▸ **Job item**:
Copy out the records from their start up to and including the line with "negative clicks: (380, 175) (477, 95)", changing each "clicks" to "points" and keeping everything else unchanged.

Exercise data below:

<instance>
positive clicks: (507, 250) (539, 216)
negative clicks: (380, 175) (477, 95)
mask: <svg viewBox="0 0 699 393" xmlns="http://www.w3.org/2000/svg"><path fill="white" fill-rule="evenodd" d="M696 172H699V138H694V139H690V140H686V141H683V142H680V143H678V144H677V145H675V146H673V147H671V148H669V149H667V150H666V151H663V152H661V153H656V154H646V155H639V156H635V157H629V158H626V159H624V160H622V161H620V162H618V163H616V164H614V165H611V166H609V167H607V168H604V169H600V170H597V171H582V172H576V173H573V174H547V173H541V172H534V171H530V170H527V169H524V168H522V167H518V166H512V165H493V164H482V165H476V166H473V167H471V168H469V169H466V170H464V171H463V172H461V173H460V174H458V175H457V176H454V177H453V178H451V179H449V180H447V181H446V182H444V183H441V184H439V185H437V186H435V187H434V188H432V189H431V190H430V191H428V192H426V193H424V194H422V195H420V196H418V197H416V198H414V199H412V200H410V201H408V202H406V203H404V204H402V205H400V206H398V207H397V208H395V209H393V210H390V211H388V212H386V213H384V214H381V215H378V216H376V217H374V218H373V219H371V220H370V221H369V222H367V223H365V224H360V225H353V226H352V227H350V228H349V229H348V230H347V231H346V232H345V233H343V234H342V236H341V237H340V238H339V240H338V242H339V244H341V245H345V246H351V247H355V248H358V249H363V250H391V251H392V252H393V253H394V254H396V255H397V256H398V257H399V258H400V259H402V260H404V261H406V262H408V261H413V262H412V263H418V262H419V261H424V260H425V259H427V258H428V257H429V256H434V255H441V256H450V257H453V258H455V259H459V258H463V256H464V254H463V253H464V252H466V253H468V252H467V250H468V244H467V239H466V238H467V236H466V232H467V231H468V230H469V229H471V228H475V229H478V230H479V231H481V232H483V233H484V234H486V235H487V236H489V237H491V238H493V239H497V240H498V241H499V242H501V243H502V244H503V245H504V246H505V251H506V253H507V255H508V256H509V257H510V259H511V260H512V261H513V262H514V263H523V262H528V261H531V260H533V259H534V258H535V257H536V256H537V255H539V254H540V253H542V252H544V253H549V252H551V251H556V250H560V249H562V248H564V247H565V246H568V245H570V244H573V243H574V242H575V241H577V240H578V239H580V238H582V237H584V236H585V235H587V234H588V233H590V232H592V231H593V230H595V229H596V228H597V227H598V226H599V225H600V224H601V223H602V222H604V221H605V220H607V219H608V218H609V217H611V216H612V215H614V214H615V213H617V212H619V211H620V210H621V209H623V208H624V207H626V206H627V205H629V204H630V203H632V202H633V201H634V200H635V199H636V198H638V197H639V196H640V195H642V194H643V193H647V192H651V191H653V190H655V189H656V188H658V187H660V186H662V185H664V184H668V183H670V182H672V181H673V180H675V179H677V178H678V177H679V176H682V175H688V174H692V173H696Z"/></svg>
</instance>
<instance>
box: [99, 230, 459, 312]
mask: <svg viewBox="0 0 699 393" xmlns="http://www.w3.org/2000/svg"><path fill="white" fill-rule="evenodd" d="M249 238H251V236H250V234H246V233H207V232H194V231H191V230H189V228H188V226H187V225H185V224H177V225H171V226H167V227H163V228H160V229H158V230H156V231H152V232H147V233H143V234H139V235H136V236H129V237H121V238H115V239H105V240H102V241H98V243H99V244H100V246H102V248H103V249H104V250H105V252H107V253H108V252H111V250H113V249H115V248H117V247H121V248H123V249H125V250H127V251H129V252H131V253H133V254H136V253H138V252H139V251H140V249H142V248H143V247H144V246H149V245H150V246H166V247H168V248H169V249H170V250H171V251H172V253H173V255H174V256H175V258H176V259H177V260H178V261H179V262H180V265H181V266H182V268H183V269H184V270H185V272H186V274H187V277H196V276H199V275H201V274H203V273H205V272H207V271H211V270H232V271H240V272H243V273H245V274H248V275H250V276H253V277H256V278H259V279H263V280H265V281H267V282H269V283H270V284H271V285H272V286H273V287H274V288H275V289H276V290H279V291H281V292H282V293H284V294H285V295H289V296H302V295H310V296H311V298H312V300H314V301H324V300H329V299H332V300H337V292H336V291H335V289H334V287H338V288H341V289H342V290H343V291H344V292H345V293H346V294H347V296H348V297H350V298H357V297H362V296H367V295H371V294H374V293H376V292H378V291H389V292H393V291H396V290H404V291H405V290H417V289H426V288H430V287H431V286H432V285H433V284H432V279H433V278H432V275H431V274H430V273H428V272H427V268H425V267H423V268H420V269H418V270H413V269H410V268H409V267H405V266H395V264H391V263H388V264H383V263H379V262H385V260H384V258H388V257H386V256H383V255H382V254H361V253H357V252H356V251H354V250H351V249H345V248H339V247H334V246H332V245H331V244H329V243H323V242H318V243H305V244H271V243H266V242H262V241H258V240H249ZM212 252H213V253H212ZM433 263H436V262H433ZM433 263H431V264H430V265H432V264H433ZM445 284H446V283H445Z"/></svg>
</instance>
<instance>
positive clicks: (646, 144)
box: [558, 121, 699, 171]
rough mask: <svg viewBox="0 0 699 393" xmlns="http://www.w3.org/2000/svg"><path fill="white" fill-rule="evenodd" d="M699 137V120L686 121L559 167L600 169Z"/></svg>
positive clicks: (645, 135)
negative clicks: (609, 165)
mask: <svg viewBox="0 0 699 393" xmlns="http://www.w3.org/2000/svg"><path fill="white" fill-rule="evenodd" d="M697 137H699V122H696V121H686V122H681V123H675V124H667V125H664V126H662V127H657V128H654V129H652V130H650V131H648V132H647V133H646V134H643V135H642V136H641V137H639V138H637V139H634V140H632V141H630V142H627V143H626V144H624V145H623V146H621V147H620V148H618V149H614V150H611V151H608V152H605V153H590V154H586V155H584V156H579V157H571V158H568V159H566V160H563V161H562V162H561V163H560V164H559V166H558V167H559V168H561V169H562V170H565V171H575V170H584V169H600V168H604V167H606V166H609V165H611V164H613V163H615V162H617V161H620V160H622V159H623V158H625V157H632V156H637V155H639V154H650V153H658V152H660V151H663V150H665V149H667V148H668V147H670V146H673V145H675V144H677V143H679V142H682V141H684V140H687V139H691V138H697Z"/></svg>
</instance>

End of Exercise data.

▸ **Exercise answer**:
<instance>
positive points: (507, 250) (539, 216)
negative points: (380, 175) (477, 95)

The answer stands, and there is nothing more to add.